TEXTE PRÉSENTÉ -
Patraque
Internet, c’est génial quand on est malade et qu’on ne sait pas trop ce qu’on a. Hier soir, au terme de quelques investigations sur divers portails médicaux ayant pignon sur rue (sur toile ?), j’en ai conclu avec un flair infaillible que j’étais vraisemblablement en pleine phase initiale de la dengue (ou « petit palu », une maladie infectieuse des pays tropicaux), au vu des symptômes que je traîne depuis quatre jours.
La bonne nouvelle, c’est que je vais chez le toubib cet après-midi. Et comme il y a finalement peu de chances pour que j’aie réellement la dengue, je serai fixée sur mon sort.
Cette peu réjouissante recherche médicale a tout de même eu un effet positif : elle m’a rappelé le début de Trois hommes dans un bateau, un livre lu avec grand plaisir en colonie de vacances il y a très longtemps (20 ans ?), dans une édition colorée, vieillotte et passablement abîmée (pas celle-ci, puisque c’était en français, mais un volume pour enfants dans ce goût-là). Je n’y avais vraiment plus repensé depuis des lustres, mais tout bien considéré, le premier chapitre, dont voici un extrait (traduction française partielle ici), préfigure joliment avec un bon siècle d’avance les internautes hypocondriaques que nous sommes devenus.
I remember going to the British Museum one day to read up the treatment for some slight ailment of which I had a touch – hay fever, I fancy it was. I got down the book, and read all I came to read; and then, in an unthinking moment, I idly turned the leaves, and began to indolently study diseases, generally. I forget which was the first distemper I plunged into – some fearful, devastating scourge, I know – and, before I had glanced half down the list of « premonitory symptoms, » it was borne in upon me that I had fairly got it.

DONNÉES FOURNIES -
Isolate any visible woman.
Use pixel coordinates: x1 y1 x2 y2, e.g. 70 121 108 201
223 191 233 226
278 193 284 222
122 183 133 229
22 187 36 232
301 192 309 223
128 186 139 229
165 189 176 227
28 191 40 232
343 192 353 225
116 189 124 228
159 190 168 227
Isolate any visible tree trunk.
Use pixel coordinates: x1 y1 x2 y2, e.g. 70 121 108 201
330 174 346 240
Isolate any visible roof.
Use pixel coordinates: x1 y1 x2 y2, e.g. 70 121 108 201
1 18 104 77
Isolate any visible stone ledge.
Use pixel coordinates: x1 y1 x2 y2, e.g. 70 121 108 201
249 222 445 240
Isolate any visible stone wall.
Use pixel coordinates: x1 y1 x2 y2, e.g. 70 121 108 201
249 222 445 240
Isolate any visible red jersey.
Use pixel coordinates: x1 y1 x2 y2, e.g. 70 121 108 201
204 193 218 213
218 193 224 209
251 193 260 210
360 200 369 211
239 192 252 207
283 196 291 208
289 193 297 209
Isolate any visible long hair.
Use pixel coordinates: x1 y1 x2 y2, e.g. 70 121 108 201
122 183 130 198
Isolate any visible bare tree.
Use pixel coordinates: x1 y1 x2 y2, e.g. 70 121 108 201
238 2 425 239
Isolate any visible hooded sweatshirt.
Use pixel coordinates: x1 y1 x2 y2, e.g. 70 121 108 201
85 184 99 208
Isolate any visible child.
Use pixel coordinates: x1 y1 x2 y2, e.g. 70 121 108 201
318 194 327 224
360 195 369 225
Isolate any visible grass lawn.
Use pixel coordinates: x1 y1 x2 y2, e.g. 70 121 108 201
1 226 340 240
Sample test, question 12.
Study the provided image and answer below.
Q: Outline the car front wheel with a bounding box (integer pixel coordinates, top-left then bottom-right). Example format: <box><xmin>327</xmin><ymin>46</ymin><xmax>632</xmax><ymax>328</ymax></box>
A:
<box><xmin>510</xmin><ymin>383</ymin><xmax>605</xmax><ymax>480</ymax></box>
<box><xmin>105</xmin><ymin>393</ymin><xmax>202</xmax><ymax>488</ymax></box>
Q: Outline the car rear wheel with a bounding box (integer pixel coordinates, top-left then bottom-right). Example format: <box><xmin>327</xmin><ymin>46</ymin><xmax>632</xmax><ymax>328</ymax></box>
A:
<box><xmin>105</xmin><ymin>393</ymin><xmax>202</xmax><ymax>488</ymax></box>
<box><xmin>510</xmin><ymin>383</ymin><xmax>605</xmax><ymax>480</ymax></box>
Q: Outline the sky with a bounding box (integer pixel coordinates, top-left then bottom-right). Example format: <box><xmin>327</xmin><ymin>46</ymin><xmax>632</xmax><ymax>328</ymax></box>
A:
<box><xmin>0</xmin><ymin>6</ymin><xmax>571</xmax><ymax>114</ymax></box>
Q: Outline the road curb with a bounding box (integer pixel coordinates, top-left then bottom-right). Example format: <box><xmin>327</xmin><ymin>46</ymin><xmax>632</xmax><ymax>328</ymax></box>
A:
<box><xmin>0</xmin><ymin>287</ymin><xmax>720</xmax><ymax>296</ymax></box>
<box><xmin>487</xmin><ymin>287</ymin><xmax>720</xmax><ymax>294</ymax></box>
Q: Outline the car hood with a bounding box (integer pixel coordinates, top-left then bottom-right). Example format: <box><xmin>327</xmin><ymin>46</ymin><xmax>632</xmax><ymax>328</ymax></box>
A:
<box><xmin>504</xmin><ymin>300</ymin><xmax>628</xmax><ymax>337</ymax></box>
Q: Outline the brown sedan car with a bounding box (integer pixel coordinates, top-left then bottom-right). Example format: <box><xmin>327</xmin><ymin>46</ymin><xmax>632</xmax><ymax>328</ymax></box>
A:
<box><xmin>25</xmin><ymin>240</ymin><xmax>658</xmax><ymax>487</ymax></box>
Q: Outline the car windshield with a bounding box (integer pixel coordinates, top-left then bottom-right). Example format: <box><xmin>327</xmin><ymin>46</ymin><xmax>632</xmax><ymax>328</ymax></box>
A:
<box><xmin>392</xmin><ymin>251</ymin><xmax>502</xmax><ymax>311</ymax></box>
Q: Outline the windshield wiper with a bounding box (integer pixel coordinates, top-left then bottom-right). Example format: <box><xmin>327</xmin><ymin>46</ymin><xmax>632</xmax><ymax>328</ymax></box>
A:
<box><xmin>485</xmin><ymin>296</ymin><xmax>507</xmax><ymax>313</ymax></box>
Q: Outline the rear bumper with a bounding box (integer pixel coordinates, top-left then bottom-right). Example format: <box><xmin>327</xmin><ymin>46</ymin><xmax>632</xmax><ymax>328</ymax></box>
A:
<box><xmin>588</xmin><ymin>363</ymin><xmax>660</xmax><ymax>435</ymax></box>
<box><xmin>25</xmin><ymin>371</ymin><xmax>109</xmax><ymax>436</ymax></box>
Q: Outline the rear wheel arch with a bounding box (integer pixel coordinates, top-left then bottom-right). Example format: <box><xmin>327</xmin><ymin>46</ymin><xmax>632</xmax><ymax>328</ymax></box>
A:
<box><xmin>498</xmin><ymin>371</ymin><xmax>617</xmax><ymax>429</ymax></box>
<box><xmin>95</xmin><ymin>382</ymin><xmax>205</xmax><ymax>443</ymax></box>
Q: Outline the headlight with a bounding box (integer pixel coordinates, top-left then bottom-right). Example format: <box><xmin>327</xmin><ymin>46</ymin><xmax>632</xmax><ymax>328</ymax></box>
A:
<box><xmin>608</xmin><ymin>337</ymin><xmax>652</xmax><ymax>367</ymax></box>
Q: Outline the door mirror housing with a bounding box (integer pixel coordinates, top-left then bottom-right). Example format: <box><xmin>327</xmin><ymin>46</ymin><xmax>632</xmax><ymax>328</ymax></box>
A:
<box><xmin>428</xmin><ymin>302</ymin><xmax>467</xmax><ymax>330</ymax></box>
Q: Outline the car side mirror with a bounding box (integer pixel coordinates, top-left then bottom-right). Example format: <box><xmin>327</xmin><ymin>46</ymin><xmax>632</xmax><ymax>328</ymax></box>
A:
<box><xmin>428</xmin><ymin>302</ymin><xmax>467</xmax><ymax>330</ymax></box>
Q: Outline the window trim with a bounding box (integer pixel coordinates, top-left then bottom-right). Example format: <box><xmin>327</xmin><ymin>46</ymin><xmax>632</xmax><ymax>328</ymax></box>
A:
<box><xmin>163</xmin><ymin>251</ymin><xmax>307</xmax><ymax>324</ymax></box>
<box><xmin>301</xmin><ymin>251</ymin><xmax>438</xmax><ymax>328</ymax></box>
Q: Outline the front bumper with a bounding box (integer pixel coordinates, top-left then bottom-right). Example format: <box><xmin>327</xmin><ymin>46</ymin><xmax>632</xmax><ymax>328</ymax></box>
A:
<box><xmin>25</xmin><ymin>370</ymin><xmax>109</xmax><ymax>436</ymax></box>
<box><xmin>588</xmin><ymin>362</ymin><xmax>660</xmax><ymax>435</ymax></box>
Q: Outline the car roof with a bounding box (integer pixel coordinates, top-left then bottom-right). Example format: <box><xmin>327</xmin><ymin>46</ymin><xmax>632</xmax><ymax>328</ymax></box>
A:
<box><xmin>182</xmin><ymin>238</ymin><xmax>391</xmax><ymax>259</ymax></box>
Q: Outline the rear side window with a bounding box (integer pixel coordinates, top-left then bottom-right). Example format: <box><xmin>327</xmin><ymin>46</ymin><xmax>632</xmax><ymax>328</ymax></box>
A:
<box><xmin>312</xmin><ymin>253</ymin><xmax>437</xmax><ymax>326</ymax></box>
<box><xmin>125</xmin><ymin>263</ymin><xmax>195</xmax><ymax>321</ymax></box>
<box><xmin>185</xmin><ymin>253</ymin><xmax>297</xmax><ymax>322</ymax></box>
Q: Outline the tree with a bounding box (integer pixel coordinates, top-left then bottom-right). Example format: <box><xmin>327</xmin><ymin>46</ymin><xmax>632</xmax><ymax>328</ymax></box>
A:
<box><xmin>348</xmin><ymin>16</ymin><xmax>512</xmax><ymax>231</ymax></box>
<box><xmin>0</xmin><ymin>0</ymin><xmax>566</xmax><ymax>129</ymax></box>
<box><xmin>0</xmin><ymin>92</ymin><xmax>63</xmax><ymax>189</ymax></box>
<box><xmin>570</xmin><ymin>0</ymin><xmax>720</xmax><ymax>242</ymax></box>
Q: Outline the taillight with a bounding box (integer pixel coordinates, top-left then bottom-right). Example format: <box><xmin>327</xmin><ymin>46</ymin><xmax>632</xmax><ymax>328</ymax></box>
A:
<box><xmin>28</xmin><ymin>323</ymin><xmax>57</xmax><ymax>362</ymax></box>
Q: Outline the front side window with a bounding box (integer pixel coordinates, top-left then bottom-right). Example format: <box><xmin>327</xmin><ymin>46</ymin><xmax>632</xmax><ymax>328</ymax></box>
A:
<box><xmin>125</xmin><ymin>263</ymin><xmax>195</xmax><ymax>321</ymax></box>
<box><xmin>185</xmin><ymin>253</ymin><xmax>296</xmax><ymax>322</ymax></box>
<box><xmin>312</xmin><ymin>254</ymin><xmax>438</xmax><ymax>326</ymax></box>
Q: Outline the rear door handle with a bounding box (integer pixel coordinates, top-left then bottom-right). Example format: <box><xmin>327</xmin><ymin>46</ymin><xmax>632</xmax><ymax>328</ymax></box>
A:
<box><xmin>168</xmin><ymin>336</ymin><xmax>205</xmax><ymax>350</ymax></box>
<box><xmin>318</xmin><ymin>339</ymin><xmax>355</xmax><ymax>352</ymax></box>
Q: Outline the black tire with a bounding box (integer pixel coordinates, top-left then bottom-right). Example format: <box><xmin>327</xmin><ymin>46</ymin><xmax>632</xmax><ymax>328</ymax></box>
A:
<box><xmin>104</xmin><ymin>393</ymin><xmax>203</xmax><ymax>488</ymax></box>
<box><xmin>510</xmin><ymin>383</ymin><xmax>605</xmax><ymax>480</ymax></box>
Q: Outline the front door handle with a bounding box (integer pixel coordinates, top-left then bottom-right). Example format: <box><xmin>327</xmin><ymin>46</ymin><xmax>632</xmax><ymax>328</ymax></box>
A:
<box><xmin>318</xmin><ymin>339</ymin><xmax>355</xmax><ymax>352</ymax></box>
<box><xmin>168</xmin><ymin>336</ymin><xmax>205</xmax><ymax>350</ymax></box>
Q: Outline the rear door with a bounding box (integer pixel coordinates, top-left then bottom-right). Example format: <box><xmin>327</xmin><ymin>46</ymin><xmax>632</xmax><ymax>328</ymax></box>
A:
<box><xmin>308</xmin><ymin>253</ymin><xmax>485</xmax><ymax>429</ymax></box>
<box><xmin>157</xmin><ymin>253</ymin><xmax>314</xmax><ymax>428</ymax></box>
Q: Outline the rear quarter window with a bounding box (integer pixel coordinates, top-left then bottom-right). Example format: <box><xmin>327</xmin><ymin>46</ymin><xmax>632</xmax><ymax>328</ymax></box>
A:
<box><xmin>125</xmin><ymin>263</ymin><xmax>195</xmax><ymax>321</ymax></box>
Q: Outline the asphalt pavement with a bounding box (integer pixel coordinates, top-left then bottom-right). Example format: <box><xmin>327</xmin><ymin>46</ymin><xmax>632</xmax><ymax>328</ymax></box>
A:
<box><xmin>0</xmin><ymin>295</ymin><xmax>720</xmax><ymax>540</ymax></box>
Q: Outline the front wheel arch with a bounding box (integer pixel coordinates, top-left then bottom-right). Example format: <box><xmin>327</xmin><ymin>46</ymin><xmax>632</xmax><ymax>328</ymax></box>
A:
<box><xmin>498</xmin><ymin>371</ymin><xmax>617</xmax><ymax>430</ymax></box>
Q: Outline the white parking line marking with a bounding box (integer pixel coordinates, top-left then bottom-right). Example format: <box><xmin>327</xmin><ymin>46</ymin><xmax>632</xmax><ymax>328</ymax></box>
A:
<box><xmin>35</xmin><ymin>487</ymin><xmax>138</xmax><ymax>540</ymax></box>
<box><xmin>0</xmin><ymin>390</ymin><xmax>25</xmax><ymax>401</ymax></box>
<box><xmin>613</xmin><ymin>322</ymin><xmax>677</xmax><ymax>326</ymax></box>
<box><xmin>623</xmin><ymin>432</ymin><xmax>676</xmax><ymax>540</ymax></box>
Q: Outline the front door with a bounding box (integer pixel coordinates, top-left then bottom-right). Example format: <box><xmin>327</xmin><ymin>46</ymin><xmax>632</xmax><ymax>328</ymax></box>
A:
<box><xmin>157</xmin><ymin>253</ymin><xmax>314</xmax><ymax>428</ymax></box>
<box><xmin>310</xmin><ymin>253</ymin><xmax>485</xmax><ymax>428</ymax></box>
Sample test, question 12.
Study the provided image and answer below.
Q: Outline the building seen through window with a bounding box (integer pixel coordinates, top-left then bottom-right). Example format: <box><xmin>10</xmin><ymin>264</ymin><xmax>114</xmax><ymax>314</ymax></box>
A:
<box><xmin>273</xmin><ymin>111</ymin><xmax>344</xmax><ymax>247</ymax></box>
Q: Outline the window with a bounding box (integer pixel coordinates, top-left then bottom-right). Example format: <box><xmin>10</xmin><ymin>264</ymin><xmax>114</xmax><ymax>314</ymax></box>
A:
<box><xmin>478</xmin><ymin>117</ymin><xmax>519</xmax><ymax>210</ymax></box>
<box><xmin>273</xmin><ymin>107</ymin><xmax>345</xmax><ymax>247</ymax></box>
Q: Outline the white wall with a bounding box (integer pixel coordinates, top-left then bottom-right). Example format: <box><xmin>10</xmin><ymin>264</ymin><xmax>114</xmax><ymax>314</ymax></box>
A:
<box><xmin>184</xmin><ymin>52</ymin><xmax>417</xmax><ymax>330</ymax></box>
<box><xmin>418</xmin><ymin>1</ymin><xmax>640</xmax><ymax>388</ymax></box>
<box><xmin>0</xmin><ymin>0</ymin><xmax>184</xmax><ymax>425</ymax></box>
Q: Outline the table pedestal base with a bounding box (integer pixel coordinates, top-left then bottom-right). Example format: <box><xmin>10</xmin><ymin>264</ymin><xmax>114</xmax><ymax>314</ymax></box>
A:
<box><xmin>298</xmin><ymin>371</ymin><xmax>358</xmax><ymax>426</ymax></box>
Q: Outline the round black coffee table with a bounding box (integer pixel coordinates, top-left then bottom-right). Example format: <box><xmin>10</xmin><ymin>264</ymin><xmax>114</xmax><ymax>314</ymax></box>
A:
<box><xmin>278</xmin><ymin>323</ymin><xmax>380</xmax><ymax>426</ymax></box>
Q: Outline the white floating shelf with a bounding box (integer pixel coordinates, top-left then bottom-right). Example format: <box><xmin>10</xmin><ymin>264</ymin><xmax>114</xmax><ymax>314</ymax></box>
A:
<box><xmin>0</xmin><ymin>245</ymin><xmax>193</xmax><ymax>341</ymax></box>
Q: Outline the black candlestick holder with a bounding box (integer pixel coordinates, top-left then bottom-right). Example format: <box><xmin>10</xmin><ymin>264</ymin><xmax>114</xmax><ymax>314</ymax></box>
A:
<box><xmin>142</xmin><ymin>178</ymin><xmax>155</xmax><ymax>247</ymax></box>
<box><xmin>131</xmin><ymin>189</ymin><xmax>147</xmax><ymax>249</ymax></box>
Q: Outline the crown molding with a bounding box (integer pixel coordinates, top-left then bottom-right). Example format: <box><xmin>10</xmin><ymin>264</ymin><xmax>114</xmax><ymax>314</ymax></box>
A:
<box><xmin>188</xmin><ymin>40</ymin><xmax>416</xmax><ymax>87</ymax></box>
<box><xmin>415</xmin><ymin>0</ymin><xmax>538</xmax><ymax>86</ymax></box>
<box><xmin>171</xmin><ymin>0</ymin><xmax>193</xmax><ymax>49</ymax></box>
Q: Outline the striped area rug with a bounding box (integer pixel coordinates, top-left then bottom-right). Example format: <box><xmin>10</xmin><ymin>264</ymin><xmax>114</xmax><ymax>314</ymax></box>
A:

OBJECTIF POURSUIVI - Recopiez sans modification le passage du texte présenté, en commençant aux mots « La bonne nouvelle, c’est » et en vous arrêtant après « nous sommes devenus. ».

RÉSULTAT PRODUIT -
La bonne nouvelle, c’est que je vais chez le toubib cet après-midi. Et comme il y a finalement peu de chances pour que j’aie réellement la dengue, je serai fixée sur mon sort.
Cette peu réjouissante recherche médicale a tout de même eu un effet positif : elle m’a rappelé le début de Trois hommes dans un bateau, un livre lu avec grand plaisir en colonie de vacances il y a très longtemps (20 ans ?), dans une édition colorée, vieillotte et passablement abîmée (pas celle-ci, puisque c’était en français, mais un volume pour enfants dans ce goût-là). Je n’y avais vraiment plus repensé depuis des lustres, mais tout bien considéré, le premier chapitre, dont voici un extrait (traduction française partielle ici), préfigure joliment avec un bon siècle d’avance les internautes hypocondriaques que nous sommes devenus.